--- Text passage ---

══════════════════════════════

Parenting is the most contradictory and confusing subject of discussion. Each parent has their own opinion about it. Yet, there are clearly two groups of parents, which always argue with each other: yes-parents versus no-parents (or permissive versus authoritarian). They argue about the degree of external freedom allowed to children. But arguments continue even within each group because of the many other facets of the child-parent relationship. Some parents are confused by the different levels of extremes inside their own group and try to derive common sense by combining both theories. We would like to describe two other types of parents, who differ by their attitude toward children.

Children are interesting to parents of the first type. We will call these parents detny parents. When giving an apple to a child a detny parent would enjoy watching the child eat the apple.

All other parents look at children as objects for teaching. When giving an apple to a child such parents would watch to make sure the child says thank you. When meeting a school boy the only thing such parents would ask is "How are your grades?" (What else is there to talk about?) Detny parents, on the other hand, find plenty of topics to talk about to children, therefore they can talk to them for hours and never get bored.

Detny parents don't consider themselves perfect. So they don't expect children to be perfect either. Detny parents admit that they make mistakes. And they let children make their mistakes as well. They also don't try to convince anyone that they are always right.

Not detny parents are concerned about their rightousness and are defensive when children address these parents weaknesses. Parents perceive this as an attack to their authority and a power struglle ensues. Parents are afraid of losing control over the children and eventually this leads to fear of children. Detny parents, on the other hand, are not afraid of children, because there is no reason for power struggles.

Detny parents don't blame children. They also don't blame anybody else for their life's misfortunes; they are responsible for their own lives. However, they don't expect children to be responsible for children's lives, because children are still children. And children eventually learn about responsibility from these parents.

These ideas are taken from Simon Soloveychik's book Parenting For Everyone.

Thursday, March 25, 2010

Parenting problems: what good parents know that bad parents don't

Parenting problems are usually expressed by "what to do if ..." questions. We want to know what to do if a child is stubborn, naughty, slow, sloppy, lazy, and rude. What if a child disobeys, smokes, steals, and lies? What if a child is cowardly, dependent, weak-willed, careless, tactless, spiteful, greedy, stingy, and shy? The list of questions is endless. When parents find the answer to one problem they are faced with another one waiting further down the road of upbringing. Why do some parents keep facing these problems, and why do some parents have no problems with their children at all? What is the secret of good parenting? Is it possible to learn how to raise children without the necessity for "what to do if..." questions?

Simon Soloveychik, the author of Parenting For Everyone says yes, it is possible. The secret of good parentimg exists in the field of ethics. Stated simply, ethics is the science about good and bad and how to differentiate between them. When parents understand the difference between good and bad they acquire intelligence .

So, from an ethical point of view, what do good parents know that bad parents don't?

1. Good parents know that they are good and honest people.
2. Good parents know that their child is a good and honest child.

══════════════════════════════

Source records:
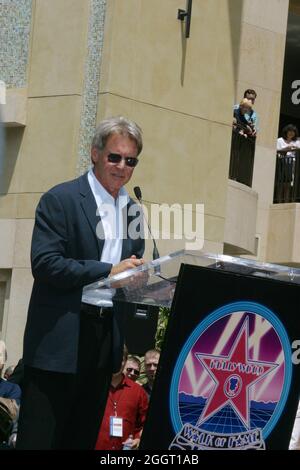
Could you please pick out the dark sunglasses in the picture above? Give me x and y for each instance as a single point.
(133, 371)
(116, 158)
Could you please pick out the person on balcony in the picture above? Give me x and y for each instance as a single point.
(286, 151)
(288, 143)
(240, 122)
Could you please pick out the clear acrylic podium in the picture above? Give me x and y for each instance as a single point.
(154, 283)
(226, 376)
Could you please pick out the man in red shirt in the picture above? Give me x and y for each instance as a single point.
(125, 412)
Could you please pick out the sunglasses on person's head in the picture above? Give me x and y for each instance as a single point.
(116, 158)
(130, 370)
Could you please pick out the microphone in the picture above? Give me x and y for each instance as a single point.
(138, 195)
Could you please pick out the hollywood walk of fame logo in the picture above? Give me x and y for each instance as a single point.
(237, 371)
(231, 380)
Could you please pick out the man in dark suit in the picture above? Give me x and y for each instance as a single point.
(71, 348)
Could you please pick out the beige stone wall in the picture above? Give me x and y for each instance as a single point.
(181, 93)
(45, 151)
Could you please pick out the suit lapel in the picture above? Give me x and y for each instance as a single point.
(126, 245)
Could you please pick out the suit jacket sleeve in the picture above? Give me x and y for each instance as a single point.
(49, 251)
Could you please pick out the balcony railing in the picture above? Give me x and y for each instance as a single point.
(287, 178)
(242, 158)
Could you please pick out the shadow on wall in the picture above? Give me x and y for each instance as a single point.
(9, 150)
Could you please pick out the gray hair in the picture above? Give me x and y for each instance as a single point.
(117, 125)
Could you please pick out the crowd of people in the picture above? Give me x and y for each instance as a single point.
(125, 411)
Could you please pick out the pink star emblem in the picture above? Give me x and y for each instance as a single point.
(233, 376)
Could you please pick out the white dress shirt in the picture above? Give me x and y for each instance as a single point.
(110, 211)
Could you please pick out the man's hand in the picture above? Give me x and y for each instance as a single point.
(128, 263)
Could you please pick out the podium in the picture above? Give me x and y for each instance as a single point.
(229, 374)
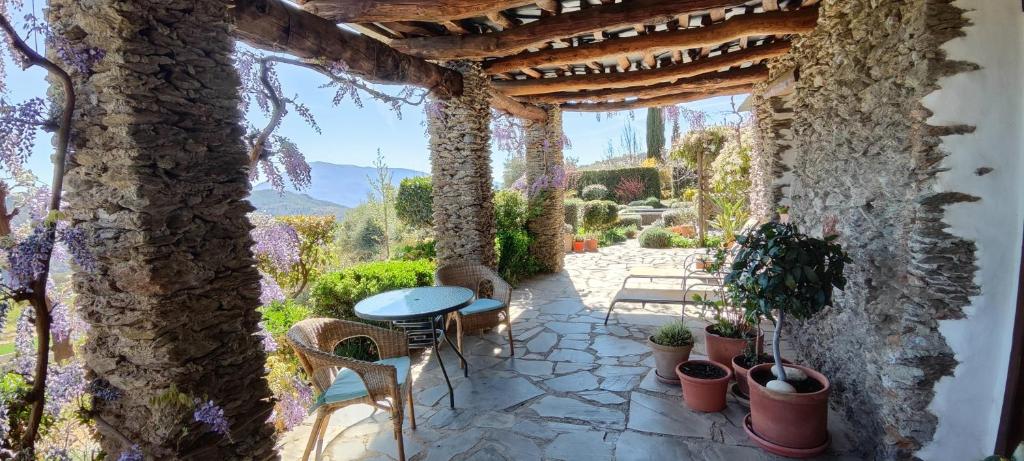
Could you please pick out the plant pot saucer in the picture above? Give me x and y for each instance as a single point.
(741, 397)
(778, 449)
(666, 380)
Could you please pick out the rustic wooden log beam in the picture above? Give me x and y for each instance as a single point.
(800, 22)
(275, 26)
(522, 111)
(660, 101)
(641, 78)
(388, 10)
(563, 26)
(706, 82)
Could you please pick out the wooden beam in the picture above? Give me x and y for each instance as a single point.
(573, 24)
(506, 103)
(640, 78)
(702, 83)
(276, 26)
(388, 10)
(799, 22)
(655, 101)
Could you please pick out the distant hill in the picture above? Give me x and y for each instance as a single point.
(342, 184)
(283, 204)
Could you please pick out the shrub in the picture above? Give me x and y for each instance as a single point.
(653, 202)
(654, 237)
(594, 192)
(629, 219)
(336, 293)
(572, 207)
(630, 189)
(679, 216)
(414, 203)
(609, 178)
(279, 317)
(599, 214)
(674, 334)
(514, 259)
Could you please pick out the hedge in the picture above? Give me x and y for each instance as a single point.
(609, 178)
(336, 293)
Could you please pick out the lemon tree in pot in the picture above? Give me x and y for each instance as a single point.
(779, 273)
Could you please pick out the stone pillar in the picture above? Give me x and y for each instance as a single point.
(158, 182)
(460, 155)
(544, 164)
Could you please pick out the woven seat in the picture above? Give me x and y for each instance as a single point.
(342, 381)
(489, 309)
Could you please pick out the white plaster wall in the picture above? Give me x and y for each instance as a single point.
(968, 404)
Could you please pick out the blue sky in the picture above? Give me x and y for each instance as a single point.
(352, 135)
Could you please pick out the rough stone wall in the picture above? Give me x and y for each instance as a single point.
(460, 156)
(861, 152)
(158, 182)
(544, 157)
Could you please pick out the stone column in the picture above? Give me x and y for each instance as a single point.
(158, 182)
(544, 163)
(460, 155)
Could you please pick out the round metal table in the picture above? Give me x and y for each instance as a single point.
(423, 302)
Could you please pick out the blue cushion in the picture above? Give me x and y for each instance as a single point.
(481, 305)
(348, 385)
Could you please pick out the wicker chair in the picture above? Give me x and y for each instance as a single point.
(341, 381)
(485, 311)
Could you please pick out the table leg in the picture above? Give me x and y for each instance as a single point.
(437, 351)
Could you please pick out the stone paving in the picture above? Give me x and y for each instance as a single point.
(576, 390)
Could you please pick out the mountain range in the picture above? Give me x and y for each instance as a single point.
(334, 190)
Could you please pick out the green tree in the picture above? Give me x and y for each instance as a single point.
(414, 204)
(655, 133)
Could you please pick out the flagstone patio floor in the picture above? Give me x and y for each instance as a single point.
(576, 390)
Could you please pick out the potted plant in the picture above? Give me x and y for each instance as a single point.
(730, 330)
(780, 273)
(783, 214)
(705, 384)
(672, 344)
(578, 245)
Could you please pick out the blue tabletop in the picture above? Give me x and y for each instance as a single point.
(414, 303)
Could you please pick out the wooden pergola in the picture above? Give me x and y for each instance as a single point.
(591, 55)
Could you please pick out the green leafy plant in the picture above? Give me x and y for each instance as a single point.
(414, 203)
(780, 270)
(594, 192)
(654, 237)
(674, 334)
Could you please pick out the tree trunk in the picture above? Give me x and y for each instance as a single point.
(460, 156)
(544, 157)
(159, 182)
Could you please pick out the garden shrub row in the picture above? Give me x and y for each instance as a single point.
(611, 178)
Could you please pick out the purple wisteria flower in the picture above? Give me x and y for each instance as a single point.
(134, 453)
(274, 240)
(64, 385)
(28, 258)
(212, 415)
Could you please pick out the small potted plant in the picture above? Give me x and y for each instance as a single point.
(783, 214)
(578, 244)
(781, 273)
(672, 344)
(705, 384)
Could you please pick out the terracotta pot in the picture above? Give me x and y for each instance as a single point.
(722, 349)
(793, 424)
(705, 394)
(740, 373)
(666, 360)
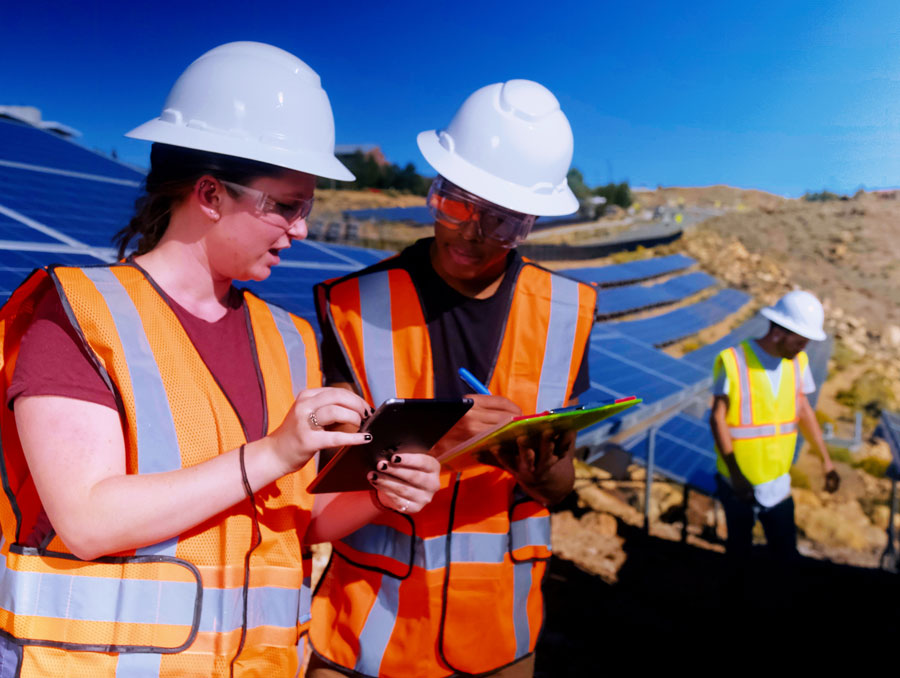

══════════════════════════════

--- Work required ---
Rewrite the passage of the parenting text that begins at the words "All other parents" and stops after "never get bored.", substituting "marks" for "grades".

--- Answer space ---
All other parents look at children as objects for teaching. When giving an apple to a child such parents would watch to make sure the child says thank you. When meeting a school boy the only thing such parents would ask is "How are your marks?" (What else is there to talk about?) Detny parents, on the other hand, find plenty of topics to talk about to children, therefore they can talk to them for hours and never get bored.